• WHAT YOU NEED TO DO
Count the lines in the items below that contain the string "segment", and reply with that number alone.

• AVAILABLE DATA

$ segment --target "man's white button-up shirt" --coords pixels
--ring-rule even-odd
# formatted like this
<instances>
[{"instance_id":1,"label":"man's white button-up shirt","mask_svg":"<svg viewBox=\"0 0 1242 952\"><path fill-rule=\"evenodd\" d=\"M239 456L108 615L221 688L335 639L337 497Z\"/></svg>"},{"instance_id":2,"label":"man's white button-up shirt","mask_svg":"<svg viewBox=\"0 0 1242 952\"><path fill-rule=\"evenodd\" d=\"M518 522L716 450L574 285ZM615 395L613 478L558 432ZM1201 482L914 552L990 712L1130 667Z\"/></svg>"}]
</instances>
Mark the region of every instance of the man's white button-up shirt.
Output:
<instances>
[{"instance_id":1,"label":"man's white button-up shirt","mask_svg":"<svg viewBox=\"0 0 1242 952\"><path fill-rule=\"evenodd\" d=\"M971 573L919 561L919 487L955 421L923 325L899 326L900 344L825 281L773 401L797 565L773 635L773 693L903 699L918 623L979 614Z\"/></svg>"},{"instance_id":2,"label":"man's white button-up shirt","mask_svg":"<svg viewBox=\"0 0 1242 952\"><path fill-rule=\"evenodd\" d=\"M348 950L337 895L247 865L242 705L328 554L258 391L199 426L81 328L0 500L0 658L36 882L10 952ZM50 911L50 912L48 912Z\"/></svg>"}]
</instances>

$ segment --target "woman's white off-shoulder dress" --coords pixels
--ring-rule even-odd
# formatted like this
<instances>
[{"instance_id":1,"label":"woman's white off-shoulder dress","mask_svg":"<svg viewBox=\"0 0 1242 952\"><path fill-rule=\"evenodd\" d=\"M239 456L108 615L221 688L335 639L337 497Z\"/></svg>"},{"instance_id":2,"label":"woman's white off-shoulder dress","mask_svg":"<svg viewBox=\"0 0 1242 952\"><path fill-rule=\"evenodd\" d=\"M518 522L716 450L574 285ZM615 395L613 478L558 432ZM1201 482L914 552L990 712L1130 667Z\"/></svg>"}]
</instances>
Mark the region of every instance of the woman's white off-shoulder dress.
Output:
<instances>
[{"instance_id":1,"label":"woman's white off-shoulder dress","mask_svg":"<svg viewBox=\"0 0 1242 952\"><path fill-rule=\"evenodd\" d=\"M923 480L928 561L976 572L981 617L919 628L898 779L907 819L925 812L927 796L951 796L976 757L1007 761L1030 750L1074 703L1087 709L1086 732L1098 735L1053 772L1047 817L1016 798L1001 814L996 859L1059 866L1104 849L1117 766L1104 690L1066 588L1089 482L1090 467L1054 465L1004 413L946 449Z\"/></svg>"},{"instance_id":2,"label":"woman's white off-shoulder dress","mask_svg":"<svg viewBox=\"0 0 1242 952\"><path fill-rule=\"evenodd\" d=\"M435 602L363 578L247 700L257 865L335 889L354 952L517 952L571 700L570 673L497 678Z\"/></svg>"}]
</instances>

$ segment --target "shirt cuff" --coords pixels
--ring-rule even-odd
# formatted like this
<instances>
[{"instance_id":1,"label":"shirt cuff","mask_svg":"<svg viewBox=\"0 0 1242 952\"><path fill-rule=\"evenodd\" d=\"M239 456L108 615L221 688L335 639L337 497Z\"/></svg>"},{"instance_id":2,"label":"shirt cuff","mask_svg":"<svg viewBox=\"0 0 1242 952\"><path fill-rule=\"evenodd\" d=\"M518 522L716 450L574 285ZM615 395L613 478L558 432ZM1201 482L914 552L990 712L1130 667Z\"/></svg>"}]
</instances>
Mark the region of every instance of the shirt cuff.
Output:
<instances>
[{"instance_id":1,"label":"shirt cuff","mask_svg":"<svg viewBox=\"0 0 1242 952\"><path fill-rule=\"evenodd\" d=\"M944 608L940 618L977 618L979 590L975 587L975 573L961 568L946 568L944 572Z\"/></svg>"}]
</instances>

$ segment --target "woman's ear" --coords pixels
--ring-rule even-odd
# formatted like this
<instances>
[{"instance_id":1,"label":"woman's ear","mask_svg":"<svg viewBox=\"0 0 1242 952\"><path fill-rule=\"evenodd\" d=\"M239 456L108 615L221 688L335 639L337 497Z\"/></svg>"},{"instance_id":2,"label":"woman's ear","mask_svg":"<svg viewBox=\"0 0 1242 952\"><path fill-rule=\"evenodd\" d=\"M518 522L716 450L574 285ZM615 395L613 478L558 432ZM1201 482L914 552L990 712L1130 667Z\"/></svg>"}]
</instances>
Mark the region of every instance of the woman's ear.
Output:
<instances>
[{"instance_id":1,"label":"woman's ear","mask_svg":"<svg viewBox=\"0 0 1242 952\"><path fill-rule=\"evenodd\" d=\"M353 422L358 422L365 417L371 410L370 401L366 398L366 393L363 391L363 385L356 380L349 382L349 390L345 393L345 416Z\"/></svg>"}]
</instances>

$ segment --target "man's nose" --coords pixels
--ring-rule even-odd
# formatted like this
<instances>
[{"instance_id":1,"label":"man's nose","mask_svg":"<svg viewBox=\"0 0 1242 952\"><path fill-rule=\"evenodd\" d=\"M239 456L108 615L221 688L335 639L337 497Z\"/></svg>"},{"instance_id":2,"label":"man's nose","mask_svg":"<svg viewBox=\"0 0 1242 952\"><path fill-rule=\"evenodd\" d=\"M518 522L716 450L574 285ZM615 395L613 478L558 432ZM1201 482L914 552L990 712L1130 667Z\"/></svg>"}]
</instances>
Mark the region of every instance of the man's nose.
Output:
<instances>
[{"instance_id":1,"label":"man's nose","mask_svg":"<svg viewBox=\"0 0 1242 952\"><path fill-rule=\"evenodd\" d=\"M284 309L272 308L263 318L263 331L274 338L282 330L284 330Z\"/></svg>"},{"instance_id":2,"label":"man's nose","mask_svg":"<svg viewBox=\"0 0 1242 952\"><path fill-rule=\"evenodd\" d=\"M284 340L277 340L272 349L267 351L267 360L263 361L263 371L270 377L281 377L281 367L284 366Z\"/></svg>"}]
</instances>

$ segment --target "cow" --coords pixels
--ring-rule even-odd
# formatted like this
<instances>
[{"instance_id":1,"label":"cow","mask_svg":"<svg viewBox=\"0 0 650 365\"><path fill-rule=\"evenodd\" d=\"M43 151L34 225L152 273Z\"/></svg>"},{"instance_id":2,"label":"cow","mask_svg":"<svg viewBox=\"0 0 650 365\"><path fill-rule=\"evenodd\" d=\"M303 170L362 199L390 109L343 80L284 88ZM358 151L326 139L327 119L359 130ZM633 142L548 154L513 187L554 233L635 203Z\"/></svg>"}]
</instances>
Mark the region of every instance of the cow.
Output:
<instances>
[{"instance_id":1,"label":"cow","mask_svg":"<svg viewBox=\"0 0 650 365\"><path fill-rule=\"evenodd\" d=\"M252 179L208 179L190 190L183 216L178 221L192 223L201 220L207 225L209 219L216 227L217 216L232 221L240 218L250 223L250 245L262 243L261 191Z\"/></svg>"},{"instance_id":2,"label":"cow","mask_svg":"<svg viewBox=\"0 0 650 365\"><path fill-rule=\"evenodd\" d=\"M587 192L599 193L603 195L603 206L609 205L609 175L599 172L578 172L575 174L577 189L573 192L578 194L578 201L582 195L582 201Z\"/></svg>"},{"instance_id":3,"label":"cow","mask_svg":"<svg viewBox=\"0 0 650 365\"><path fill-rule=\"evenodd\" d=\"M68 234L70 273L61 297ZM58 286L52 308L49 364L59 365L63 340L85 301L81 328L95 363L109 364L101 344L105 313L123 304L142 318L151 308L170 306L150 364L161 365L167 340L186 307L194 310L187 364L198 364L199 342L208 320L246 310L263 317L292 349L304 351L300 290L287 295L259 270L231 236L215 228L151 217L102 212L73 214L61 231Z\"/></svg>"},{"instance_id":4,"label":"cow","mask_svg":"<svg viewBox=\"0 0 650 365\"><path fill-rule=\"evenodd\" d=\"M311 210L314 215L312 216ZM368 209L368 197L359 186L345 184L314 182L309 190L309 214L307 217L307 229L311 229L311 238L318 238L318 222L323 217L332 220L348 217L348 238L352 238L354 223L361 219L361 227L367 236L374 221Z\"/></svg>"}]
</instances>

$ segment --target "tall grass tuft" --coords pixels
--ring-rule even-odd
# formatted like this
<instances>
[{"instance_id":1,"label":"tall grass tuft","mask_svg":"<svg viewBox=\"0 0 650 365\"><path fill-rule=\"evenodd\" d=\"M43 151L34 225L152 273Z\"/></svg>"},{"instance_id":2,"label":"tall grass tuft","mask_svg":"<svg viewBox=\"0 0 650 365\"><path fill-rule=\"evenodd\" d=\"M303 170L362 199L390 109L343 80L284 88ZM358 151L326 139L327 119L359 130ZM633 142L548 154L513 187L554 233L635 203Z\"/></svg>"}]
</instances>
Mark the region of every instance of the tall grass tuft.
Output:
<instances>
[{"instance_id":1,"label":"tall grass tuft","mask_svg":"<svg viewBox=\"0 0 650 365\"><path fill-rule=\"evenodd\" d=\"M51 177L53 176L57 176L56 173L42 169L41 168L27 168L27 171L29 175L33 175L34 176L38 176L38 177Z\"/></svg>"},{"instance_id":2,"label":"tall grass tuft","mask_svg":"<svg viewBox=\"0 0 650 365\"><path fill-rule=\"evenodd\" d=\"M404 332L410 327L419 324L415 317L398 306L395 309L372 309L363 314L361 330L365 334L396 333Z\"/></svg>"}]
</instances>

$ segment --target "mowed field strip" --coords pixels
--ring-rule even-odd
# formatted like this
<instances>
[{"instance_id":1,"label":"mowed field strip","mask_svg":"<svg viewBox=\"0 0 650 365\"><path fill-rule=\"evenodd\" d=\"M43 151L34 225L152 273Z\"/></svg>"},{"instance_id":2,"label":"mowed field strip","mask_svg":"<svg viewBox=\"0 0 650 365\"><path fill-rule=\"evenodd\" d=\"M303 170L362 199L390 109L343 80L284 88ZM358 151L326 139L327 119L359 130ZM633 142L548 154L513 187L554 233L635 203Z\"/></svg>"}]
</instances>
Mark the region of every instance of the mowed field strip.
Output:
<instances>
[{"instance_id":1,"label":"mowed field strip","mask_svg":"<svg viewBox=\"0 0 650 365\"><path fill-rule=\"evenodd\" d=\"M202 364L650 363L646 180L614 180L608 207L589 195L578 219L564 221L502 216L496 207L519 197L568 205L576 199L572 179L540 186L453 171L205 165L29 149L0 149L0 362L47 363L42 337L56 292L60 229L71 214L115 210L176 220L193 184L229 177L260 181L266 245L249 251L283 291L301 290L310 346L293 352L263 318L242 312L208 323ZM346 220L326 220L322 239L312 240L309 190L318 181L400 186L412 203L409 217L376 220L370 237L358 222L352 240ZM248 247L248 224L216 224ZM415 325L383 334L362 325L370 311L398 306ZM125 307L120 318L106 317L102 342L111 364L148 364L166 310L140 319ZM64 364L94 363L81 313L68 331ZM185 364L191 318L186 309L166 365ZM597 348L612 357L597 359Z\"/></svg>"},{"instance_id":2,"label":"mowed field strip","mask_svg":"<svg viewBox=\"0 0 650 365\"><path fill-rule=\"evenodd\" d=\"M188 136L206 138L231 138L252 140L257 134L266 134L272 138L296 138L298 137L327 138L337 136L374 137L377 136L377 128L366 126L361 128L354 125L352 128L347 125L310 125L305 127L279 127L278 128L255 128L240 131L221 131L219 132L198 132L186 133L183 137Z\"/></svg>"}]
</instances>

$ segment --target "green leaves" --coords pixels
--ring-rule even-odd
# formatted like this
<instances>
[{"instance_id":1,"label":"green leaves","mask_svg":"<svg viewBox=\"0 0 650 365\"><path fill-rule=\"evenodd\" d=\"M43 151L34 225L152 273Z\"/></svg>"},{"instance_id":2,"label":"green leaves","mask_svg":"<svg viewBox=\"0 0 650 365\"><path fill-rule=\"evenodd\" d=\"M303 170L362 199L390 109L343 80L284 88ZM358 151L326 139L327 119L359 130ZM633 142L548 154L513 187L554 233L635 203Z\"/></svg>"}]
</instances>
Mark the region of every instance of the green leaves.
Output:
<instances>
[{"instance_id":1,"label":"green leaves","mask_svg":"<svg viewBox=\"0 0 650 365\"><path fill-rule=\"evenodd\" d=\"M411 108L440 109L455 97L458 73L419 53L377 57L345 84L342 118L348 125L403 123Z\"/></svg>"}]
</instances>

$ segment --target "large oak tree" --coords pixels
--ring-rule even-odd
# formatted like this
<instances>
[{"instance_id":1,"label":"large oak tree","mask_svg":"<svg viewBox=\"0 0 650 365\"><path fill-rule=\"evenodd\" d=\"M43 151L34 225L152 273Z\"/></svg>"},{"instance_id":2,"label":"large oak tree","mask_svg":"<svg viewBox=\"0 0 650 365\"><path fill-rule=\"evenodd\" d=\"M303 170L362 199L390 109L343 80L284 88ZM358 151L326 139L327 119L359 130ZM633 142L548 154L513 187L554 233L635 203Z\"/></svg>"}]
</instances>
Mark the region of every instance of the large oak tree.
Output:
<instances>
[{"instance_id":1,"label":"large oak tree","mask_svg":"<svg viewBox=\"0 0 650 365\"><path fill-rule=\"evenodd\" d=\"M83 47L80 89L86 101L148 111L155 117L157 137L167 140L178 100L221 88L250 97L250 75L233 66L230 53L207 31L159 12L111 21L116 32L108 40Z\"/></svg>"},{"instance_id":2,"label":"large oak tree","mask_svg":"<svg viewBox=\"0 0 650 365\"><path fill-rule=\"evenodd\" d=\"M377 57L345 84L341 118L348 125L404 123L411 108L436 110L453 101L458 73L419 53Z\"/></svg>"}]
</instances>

• FINISHED EXERCISE
10